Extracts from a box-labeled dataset
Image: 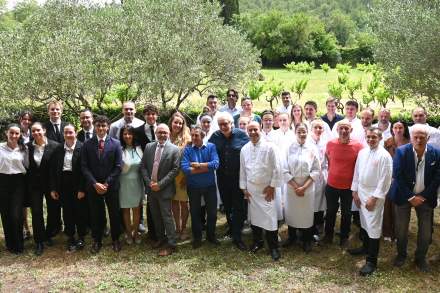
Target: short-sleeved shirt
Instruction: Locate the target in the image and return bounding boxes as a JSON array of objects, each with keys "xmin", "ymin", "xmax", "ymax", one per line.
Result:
[{"xmin": 325, "ymin": 139, "xmax": 363, "ymax": 189}]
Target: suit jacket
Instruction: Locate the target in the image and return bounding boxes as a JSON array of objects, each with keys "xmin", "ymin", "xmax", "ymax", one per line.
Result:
[
  {"xmin": 50, "ymin": 140, "xmax": 85, "ymax": 193},
  {"xmin": 141, "ymin": 141, "xmax": 180, "ymax": 199},
  {"xmin": 389, "ymin": 143, "xmax": 440, "ymax": 208},
  {"xmin": 134, "ymin": 123, "xmax": 155, "ymax": 151},
  {"xmin": 76, "ymin": 128, "xmax": 96, "ymax": 142},
  {"xmin": 27, "ymin": 139, "xmax": 59, "ymax": 192},
  {"xmin": 81, "ymin": 135, "xmax": 122, "ymax": 191},
  {"xmin": 44, "ymin": 121, "xmax": 67, "ymax": 143}
]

> [Exercise] Could you reproduce all the entries above word for word, omitting the image?

> [The solution]
Image: 
Target: short-sleeved shirt
Instruction: Locate the target in the image and return bounding boxes as a JSON array of objects, each with keys "xmin", "ymin", "xmax", "ymax", one per line.
Result:
[{"xmin": 325, "ymin": 139, "xmax": 363, "ymax": 189}]
Target: suit jacket
Instruction: Locate the target in the image and return bounding boxes as a JSON array of objects, each with keys "xmin", "ymin", "xmax", "ymax", one per line.
Result:
[
  {"xmin": 50, "ymin": 140, "xmax": 85, "ymax": 193},
  {"xmin": 141, "ymin": 141, "xmax": 180, "ymax": 199},
  {"xmin": 389, "ymin": 143, "xmax": 440, "ymax": 208},
  {"xmin": 134, "ymin": 123, "xmax": 155, "ymax": 151},
  {"xmin": 76, "ymin": 128, "xmax": 96, "ymax": 142},
  {"xmin": 27, "ymin": 139, "xmax": 59, "ymax": 192},
  {"xmin": 81, "ymin": 135, "xmax": 122, "ymax": 191},
  {"xmin": 44, "ymin": 121, "xmax": 67, "ymax": 143}
]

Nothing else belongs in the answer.